In the records below, from the line with "the form (175,63)." through the end of the records, switch every "marker" to "pin" and leave everything else unchanged. Give back only those lines.

[Coordinate annotation entries]
"""

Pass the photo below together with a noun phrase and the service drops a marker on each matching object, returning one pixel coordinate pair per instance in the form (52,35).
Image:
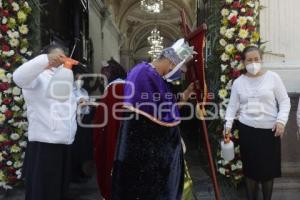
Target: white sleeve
(26,75)
(282,99)
(298,114)
(233,106)
(82,94)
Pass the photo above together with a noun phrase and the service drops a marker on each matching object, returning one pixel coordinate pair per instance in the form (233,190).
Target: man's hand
(279,129)
(55,59)
(188,92)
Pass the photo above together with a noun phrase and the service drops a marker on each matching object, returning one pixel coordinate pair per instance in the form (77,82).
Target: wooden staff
(196,73)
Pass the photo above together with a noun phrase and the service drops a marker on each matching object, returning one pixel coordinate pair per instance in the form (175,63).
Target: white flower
(15,6)
(223,42)
(239,164)
(229,48)
(223,78)
(222,170)
(23,144)
(233,167)
(250,19)
(237,149)
(222,113)
(231,15)
(23,29)
(251,4)
(229,33)
(16,91)
(225,12)
(240,47)
(225,57)
(223,67)
(14,42)
(26,4)
(14,136)
(223,30)
(240,66)
(243,33)
(17,98)
(4,20)
(8,91)
(242,21)
(3,108)
(9,163)
(24,60)
(16,34)
(18,164)
(229,85)
(224,162)
(234,63)
(15,108)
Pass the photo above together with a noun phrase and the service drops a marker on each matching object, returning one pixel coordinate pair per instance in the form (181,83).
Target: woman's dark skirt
(46,171)
(149,162)
(260,152)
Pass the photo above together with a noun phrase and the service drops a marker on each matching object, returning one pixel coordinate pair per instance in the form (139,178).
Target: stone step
(287,183)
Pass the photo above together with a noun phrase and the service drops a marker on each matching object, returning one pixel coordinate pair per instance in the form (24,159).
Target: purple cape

"""

Result below ->
Pass the photo above together with a noun phrase and the service drops a pin on each matching object, returning one pixel coordinate pair per instance in the form (175,63).
Target: white flower
(15,6)
(223,42)
(239,164)
(229,48)
(223,78)
(222,170)
(23,144)
(233,167)
(250,19)
(237,149)
(222,113)
(231,15)
(23,29)
(251,4)
(229,33)
(16,91)
(225,12)
(240,47)
(225,57)
(223,67)
(14,42)
(26,4)
(14,136)
(223,30)
(240,66)
(243,33)
(17,98)
(4,20)
(8,91)
(242,21)
(3,108)
(9,163)
(24,60)
(16,34)
(18,164)
(229,85)
(224,162)
(234,63)
(15,108)
Pass the photo above together with a noun phrase and the service drops a pin on each matching object, returning one pixel coordinate pair per instance in the form (181,83).
Target: woman's dark skirt
(46,171)
(149,162)
(260,152)
Pass the photo above together with a noun phrase and the service drops a pin on each matching object, returning one pixel coordinate pair per instance in the form (139,178).
Target: stone step
(287,183)
Pass the photo above together with a noun phrase and the service drops a pin on each matching object, returning one pixel coordinate pair per instance in the form (24,159).
Target: purple cape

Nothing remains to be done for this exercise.